WRITTEN REQUEST A: Reproduce the deformable mirror calibration text below in full, changing nothing.

The Alpao DM97-15 is provided with a factory-measured influence matrix, and it is initially necessary to find the set of actuator commands that flatten the mirror, which was performed using a Shack-Hartmann wavefront sensor (HASO4VIS, Imagine Optics). To achieve this, light from a white-light source (Ocean Optics, Halogen HL-2000-FHSA) coupled via a 400 μm diameter multimode step-index fibre was collimated by an achromatic doublet (AC254-200A-ML, Thorlabs), transmitted through a 50:50 non-polarising beam splitter and incident normal to the surface of the DM. After the DM, the reflection from the 50:50 non-polarising beamsplitter was directed through a 4× de-magnifying telescope, consisting of a pair of achromatic doublets spaced by the sum of their focal lengths (AC254-200A-ML, AC254-050A-ML, Thorlabs), to create an image of the DM at the front focal plane of the Shack-Hartmann lenslet array. An iterative optimisation was then employed to flatten the DM based on the wavefront sensor measurement. The manufacturer-supplied influence matrix was used to calculate actuator commands for a particular desired surface and were added to the best flat commands in order to produce accurate representations of the desired surface. This was validated by commanding the DM to adopt a range of Zernike modes, and then confirmed using the Shack-Hartmann wavefront sensor.

DATASET RECORDS:
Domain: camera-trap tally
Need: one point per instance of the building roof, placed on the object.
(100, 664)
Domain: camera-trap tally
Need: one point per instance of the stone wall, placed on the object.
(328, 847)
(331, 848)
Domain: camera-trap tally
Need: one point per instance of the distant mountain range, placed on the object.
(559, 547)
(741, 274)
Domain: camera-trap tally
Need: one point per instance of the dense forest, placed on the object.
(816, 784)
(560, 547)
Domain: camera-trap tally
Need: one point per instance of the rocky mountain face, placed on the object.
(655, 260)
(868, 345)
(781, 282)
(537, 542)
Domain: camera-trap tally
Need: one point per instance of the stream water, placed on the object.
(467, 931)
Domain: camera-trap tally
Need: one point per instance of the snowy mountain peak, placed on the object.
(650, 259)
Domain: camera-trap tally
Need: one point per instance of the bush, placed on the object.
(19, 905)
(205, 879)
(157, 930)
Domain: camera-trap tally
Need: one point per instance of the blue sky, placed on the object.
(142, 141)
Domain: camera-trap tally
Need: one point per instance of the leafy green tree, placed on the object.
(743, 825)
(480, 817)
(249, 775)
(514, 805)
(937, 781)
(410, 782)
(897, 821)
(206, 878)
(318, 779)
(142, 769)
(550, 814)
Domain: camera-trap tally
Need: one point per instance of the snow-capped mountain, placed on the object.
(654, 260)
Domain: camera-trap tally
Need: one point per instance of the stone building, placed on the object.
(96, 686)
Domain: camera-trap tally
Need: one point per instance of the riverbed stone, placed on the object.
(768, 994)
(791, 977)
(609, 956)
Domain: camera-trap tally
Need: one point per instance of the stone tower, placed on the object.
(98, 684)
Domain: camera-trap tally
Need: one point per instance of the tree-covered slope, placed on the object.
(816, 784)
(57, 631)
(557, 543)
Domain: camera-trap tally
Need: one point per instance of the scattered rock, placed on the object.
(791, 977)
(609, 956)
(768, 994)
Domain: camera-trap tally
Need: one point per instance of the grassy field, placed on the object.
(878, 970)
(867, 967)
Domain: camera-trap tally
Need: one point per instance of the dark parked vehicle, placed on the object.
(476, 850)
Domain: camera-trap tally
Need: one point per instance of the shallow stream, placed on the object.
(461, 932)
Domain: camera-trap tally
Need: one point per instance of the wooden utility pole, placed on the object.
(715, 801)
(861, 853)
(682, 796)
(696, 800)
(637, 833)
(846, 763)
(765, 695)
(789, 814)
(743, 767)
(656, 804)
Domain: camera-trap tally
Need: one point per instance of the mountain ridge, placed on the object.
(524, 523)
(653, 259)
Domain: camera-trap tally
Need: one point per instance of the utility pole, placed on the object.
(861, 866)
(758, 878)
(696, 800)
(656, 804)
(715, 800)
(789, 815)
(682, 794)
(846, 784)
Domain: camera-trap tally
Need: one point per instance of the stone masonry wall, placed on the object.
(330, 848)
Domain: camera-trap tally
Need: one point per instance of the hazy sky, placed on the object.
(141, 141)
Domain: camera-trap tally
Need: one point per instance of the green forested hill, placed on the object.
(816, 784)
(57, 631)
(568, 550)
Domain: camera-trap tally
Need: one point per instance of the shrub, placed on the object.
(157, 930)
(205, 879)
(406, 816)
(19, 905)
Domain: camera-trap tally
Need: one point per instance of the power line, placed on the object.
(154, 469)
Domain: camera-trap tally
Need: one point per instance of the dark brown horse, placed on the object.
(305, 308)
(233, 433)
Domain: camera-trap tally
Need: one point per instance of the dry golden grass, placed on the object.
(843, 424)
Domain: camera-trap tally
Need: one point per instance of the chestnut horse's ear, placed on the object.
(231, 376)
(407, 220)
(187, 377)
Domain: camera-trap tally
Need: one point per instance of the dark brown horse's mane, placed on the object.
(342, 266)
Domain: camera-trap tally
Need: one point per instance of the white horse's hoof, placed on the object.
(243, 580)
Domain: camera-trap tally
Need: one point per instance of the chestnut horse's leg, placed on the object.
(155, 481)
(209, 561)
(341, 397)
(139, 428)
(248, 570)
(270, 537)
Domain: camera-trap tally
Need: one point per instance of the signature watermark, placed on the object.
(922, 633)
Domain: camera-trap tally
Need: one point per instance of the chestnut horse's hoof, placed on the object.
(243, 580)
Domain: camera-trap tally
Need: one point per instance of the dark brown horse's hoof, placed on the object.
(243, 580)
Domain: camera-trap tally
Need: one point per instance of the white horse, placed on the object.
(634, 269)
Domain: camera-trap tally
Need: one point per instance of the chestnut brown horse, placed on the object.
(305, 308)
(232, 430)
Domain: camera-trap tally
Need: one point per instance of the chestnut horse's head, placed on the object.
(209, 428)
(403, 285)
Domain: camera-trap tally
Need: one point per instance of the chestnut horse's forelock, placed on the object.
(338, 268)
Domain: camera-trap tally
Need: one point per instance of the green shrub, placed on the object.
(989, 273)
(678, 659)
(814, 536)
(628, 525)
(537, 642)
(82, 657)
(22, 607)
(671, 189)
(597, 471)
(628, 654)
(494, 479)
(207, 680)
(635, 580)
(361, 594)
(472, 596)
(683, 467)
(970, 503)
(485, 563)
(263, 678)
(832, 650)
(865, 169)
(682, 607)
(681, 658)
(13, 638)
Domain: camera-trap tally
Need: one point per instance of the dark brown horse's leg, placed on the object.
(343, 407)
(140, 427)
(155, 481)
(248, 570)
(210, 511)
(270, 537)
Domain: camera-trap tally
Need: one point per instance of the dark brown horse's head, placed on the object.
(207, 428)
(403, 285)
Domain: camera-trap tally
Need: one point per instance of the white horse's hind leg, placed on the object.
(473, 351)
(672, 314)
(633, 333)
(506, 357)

WRITTEN REQUEST B: Return every line of the records above that contains the word "head".

WRITTEN RESPONSE A:
The Alpao DM97-15 is provided with a factory-measured influence matrix, and it is initially necessary to find the set of actuator commands that flatten the mirror, which was performed using a Shack-Hartmann wavefront sensor (HASO4VIS, Imagine Optics). To achieve this, light from a white-light source (Ocean Optics, Halogen HL-2000-FHSA) coupled via a 400 μm diameter multimode step-index fibre was collimated by an achromatic doublet (AC254-200A-ML, Thorlabs), transmitted through a 50:50 non-polarising beam splitter and incident normal to the surface of the DM. After the DM, the reflection from the 50:50 non-polarising beamsplitter was directed through a 4× de-magnifying telescope, consisting of a pair of achromatic doublets spaced by the sum of their focal lengths (AC254-200A-ML, AC254-050A-ML, Thorlabs), to create an image of the DM at the front focal plane of the Shack-Hartmann lenslet array. An iterative optimisation was then employed to flatten the DM based on the wavefront sensor measurement. The manufacturer-supplied influence matrix was used to calculate actuator commands for a particular desired surface and were added to the best flat commands in order to produce accurate representations of the desired surface. This was validated by commanding the DM to adopt a range of Zernike modes, and then confirmed using the Shack-Hartmann wavefront sensor.

WRITTEN RESPONSE B:
Need: one point per instance of the chestnut horse's head, placed on the object.
Need: one point per instance of the dark brown horse's head, placed on the object.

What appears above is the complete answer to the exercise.